-------- Source text
Cohen's last column for The Observer was published in July 2022; in January 2023, he began publishing his own newsletter. That month, the Press Gazette reported that he left after "an investigation over a number of complaints about Cohen's behaviour in the office made by former female colleagues", but said he had resigned from The Observer on "health grounds". In May 2023, Jane Bradley reported in The New York Times that in addition to Siegle, several other women had come forward with accusations of sexual misconduct against Cohen, and that the British media had failed to cover the story. Furthermore, Bradley revealed that Madison Marriage of the Financial Times actually had the story earlier, but was stopped from making it public by FT editor Roula Khalaf.

==Views==
===Domestic===
In August 2014, Cohen was one of 200 public figures who were signatories to a letter to The Guardian opposing Scottish independence in the run-up to September's referendum on that issue.

In 2014, he spoke out against the UK Independence Party and its leader, Nigel Farage, in The Observer, for which he received the Commentator Award by the European Press Prize a year later.

===Foreign policy===
The Independent wrote that Cohen was "one of a number of prominent left-leaning journalists whose support for the ousting of Saddam Hussein has led them into questioning pretty much everything that the liberal left has ever espoused ... [He] believes with passion that the one thing international leftists should stand against is totalitarianism, and [that] the left has always been at its most morally bankrupt at the times when it either simply omits to do this, or even more appallingly embraces totalitarian mindsets itself."
----------------
-------- Dataset content
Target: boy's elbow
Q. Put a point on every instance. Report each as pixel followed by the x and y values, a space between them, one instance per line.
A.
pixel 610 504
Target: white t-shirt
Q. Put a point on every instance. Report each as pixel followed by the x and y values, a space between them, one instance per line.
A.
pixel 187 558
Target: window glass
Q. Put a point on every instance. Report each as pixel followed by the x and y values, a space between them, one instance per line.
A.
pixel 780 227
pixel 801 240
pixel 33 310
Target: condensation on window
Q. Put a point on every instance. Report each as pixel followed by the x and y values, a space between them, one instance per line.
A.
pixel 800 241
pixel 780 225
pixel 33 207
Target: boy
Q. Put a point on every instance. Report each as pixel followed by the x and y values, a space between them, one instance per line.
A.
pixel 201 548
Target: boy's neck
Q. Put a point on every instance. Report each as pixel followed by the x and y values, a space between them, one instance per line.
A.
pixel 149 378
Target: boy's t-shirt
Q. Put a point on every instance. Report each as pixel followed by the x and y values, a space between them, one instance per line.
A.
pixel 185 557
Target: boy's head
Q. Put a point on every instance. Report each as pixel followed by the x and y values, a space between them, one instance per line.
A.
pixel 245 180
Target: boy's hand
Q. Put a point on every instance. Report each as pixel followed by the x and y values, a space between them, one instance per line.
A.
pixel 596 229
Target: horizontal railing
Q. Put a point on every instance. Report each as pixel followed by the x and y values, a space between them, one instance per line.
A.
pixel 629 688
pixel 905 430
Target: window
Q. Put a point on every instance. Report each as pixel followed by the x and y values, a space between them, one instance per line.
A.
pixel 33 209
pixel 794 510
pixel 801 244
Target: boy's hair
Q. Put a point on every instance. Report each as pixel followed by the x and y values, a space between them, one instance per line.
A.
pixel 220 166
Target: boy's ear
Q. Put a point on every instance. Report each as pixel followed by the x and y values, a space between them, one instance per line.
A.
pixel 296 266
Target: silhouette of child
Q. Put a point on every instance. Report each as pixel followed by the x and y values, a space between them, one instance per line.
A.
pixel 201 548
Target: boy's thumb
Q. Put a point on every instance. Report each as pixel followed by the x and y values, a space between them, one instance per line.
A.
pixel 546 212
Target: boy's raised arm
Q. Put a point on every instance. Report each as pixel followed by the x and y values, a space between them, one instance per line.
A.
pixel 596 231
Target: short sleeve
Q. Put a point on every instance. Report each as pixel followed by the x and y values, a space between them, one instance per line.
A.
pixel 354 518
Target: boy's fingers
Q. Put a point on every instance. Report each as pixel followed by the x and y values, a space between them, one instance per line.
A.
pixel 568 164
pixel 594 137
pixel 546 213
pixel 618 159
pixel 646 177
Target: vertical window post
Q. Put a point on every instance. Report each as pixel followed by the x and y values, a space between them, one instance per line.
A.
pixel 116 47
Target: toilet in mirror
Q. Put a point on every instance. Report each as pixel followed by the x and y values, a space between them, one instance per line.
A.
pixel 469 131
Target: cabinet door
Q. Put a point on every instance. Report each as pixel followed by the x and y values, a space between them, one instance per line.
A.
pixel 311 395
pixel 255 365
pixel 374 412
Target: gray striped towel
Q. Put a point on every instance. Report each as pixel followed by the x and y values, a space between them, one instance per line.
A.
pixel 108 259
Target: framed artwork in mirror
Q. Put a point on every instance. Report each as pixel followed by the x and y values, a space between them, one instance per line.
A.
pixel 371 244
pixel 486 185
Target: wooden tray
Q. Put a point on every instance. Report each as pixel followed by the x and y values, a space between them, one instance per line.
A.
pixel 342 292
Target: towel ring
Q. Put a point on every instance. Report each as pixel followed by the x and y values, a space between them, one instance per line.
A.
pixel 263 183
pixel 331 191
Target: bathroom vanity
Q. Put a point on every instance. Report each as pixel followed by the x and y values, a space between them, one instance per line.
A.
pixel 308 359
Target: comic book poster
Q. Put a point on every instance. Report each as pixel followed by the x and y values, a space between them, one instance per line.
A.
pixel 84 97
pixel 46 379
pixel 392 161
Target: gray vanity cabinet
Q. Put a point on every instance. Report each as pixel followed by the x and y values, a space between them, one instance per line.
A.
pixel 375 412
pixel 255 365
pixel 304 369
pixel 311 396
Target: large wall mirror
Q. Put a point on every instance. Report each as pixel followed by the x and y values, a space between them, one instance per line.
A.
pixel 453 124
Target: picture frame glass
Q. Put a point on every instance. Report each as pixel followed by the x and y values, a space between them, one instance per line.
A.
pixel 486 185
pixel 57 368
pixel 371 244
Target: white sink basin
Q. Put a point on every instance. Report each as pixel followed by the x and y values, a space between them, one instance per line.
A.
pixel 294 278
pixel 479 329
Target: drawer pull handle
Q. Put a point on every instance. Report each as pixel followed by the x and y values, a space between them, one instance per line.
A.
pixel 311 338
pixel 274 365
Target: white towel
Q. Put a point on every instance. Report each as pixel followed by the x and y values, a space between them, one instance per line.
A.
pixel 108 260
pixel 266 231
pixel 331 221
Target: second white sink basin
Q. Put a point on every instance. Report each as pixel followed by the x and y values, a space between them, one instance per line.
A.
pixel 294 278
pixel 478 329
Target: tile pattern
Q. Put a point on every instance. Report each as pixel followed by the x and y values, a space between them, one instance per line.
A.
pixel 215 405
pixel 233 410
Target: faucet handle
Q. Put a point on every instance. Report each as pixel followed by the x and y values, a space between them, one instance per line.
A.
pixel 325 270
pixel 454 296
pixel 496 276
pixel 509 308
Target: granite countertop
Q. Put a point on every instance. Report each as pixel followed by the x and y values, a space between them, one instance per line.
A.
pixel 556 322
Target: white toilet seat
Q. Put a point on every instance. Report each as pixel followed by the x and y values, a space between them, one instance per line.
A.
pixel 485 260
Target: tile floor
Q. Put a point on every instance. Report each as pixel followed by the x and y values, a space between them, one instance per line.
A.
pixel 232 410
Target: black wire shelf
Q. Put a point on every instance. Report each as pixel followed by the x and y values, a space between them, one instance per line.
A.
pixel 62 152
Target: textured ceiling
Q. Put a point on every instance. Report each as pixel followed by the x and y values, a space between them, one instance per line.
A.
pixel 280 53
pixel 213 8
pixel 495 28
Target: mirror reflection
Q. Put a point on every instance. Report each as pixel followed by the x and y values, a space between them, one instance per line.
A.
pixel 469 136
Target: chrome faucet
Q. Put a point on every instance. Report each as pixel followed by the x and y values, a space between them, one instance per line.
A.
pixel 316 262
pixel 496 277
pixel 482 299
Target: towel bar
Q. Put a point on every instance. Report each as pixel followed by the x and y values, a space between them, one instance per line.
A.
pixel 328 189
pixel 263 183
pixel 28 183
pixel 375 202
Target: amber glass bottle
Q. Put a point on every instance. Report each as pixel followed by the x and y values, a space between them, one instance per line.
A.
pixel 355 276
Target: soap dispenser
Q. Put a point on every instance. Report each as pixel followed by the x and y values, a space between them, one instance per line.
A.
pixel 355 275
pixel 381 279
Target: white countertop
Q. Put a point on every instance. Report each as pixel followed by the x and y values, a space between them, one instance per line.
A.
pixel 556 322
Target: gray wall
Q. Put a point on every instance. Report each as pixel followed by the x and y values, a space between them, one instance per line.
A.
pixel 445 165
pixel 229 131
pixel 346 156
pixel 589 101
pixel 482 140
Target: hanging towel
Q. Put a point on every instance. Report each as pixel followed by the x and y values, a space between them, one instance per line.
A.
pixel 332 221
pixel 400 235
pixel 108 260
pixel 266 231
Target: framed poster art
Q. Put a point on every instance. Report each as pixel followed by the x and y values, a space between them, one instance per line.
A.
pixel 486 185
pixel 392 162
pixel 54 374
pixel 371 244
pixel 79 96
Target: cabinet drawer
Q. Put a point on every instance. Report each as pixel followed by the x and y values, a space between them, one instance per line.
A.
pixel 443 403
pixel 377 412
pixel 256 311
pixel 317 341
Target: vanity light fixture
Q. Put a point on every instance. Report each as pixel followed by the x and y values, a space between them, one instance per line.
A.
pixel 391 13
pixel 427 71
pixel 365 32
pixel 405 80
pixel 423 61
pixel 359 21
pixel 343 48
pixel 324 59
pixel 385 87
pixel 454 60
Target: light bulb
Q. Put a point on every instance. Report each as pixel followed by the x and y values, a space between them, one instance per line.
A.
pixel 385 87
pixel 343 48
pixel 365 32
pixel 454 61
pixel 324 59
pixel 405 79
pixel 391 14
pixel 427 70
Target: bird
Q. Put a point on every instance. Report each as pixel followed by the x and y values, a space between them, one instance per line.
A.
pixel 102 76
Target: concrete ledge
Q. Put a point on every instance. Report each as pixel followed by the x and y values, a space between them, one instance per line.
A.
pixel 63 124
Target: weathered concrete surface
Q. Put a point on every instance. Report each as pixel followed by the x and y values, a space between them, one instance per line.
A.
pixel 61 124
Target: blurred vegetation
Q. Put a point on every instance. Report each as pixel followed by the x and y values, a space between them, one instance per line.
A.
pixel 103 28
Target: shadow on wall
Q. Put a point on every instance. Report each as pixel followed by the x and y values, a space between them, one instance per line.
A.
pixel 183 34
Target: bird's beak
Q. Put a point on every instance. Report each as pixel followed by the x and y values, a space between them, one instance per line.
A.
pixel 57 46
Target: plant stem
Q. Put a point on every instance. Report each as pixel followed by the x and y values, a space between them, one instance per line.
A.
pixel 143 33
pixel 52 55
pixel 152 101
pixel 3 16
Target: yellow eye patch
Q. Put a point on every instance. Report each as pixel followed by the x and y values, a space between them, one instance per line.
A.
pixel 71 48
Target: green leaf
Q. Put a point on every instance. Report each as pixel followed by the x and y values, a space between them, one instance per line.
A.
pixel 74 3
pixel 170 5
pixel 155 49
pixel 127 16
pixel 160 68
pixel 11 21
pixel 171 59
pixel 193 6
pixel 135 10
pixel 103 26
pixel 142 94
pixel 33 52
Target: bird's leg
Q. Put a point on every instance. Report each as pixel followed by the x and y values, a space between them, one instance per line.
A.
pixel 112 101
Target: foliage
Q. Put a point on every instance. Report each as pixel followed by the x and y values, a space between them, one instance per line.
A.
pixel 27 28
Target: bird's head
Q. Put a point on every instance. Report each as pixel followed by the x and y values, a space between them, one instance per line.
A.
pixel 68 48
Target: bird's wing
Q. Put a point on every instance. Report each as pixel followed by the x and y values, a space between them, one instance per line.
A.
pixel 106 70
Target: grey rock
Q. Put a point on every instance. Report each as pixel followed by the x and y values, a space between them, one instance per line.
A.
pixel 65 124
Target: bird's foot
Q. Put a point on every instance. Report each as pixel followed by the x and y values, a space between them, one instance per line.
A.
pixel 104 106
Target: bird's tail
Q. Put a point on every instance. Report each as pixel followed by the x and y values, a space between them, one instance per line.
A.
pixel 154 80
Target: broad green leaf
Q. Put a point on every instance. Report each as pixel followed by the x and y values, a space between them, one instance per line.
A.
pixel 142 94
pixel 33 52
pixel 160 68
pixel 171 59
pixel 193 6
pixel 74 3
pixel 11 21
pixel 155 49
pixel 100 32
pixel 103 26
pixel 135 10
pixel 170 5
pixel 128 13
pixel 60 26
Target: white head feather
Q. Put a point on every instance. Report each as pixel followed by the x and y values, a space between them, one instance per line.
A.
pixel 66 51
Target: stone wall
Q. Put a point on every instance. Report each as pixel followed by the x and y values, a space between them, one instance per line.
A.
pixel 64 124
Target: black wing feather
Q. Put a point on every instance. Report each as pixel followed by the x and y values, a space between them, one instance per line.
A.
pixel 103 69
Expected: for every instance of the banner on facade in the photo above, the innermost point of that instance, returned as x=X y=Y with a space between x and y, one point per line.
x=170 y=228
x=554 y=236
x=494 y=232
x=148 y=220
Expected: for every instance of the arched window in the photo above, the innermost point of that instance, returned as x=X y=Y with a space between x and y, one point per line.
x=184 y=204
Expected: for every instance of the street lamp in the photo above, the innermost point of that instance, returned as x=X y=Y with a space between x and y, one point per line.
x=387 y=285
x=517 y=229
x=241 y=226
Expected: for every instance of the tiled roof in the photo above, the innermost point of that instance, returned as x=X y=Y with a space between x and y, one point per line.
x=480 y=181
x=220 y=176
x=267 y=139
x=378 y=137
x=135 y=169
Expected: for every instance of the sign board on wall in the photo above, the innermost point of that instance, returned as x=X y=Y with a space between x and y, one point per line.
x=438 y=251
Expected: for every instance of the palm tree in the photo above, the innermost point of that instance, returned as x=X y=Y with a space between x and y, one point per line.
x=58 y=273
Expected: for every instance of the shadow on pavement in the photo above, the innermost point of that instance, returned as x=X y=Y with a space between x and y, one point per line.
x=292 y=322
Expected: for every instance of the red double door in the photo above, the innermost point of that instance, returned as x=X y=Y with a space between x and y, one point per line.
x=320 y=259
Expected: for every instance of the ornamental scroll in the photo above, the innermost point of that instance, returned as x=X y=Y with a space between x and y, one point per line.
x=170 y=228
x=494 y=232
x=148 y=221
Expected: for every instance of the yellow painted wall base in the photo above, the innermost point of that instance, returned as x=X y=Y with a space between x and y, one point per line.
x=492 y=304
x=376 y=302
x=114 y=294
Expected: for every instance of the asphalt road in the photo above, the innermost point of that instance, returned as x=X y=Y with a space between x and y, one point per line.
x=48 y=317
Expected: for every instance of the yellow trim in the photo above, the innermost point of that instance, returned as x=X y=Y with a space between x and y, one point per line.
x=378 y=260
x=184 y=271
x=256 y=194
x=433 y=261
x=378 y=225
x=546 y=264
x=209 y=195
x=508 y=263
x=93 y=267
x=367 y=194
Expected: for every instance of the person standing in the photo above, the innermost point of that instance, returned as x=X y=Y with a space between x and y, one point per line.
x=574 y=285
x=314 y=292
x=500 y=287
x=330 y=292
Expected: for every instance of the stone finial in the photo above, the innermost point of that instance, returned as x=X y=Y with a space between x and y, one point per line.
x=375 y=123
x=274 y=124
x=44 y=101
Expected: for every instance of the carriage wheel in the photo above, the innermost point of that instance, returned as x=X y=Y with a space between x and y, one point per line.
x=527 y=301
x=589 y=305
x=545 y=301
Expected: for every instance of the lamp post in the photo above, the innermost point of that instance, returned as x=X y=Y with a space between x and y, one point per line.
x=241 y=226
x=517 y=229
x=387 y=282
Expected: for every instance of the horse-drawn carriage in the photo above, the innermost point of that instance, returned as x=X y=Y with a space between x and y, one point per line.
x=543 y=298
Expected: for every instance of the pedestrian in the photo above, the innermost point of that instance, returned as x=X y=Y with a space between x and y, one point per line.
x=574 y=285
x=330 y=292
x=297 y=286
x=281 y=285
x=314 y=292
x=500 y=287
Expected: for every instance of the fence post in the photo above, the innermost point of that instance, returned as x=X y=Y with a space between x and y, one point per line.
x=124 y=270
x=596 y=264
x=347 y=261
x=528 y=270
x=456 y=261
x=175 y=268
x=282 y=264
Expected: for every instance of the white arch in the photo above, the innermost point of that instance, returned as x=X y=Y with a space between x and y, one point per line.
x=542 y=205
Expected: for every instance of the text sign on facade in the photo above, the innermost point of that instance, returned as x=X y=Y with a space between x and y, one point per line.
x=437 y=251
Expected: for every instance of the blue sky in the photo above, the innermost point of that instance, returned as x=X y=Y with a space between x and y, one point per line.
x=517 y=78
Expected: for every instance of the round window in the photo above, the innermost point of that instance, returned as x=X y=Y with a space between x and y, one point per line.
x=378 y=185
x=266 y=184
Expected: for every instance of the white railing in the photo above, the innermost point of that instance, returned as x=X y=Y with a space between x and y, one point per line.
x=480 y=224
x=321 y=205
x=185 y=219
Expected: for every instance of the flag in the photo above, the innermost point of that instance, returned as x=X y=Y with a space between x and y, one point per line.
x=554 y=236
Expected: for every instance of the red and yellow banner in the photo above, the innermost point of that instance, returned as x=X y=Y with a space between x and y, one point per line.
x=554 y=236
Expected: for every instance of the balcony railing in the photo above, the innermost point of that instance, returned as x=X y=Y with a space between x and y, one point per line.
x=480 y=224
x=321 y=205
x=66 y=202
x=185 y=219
----------------
> **Using the information**:
1. Answer these questions from the Cohen passage:
(a) In what month and year was Cohen's last column for The Observer published?
(b) How many public figures signed the letter to The Guardian opposing Scottish independence?
(c) What award did Cohen receive for speaking out against the UK Independence Party and Nigel Farage?
2. Reproduce word for word the part of the Cohen passage from "In 2014, he" up to and including "a year later.".
3. List every newspaper or news publication named in the Cohen passage.

> **Written responses**:
1.
(a) July 2022
(b) 200
(c) The Commentator Award by the European Press Prize

2.
In 2014, he spoke out against the UK Independence Party and its leader, Nigel Farage, in The Observer, for which he received the Commentator Award by the European Press Prize a year later.

3.
The Observer
Press Gazette
The New York Times
Financial Times
The Guardian
The Independent